SHORT PROBLEM:
Return the rows below, from the line with "Indicate every instance of the dark" up to and including the line with "Indicate every instance of the row", as a JSON list of strings with one string per line and blank lines omitted. Leave the pictures out of the list.

DATASET EXCERPTS:
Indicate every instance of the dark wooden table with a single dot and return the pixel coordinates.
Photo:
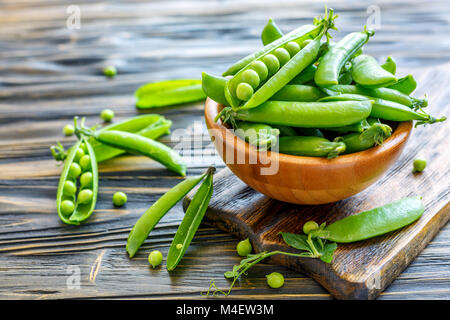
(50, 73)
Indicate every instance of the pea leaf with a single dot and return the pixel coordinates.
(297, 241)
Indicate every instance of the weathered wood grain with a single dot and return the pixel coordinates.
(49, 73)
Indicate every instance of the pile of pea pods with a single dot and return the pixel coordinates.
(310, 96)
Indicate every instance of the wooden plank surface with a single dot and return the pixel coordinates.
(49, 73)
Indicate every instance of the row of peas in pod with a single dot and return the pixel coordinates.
---
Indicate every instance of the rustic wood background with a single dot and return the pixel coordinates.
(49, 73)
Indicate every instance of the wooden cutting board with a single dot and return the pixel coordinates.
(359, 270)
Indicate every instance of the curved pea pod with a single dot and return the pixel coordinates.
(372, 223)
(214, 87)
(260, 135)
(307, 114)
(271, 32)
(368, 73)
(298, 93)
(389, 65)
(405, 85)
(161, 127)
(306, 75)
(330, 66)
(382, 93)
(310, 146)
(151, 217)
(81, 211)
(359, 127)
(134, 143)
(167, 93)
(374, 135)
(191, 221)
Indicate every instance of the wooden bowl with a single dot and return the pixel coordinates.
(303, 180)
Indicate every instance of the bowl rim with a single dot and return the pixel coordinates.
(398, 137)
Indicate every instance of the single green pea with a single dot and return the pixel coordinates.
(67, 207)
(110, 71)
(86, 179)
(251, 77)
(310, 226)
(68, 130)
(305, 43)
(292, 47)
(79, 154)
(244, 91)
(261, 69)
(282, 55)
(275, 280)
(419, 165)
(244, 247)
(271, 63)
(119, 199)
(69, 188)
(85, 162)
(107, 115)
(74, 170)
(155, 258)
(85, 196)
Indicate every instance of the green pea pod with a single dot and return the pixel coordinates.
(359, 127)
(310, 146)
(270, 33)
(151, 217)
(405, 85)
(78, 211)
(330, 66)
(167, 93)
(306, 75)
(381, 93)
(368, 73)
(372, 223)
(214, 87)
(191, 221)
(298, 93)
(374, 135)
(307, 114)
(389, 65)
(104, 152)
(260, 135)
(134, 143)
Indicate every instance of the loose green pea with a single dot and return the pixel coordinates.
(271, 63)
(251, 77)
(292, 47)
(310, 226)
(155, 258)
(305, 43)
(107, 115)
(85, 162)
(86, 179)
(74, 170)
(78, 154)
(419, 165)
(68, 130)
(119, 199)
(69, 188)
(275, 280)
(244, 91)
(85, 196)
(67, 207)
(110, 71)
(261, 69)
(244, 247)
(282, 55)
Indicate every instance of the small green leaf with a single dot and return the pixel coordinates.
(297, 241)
--
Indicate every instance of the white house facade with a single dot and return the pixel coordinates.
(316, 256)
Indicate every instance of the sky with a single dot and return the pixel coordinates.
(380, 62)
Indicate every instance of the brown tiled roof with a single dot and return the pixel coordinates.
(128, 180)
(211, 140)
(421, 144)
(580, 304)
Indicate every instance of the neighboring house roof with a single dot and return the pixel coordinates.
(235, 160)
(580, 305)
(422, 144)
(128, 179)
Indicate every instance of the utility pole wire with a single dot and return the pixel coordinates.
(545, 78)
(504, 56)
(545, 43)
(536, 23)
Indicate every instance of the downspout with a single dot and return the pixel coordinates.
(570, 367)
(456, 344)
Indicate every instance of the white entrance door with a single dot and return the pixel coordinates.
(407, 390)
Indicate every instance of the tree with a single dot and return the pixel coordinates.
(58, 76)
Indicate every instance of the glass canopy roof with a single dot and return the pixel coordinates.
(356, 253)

RESULT OF THIS TASK:
[
  "Indicate every instance of the dark wooden table with a single dot and return the pixel coordinates.",
  "Photo:",
  "(50, 73)",
  "Indicate every instance of the pea leaf with a single dot and return the pixel coordinates.",
  "(297, 241)",
  "Indicate every instance of the weathered wood grain with a single dot and return the pixel coordinates.",
  "(49, 73)",
  "Indicate every instance of the pile of pea pods with a single dot and return the pixel coordinates.",
  "(310, 96)",
  "Indicate every instance of the wooden plank surface with a single dot and return the pixel coordinates.",
  "(49, 73)",
  "Indicate every instance of the row of peas in pod with a single dot and return the pixel coordinates."
]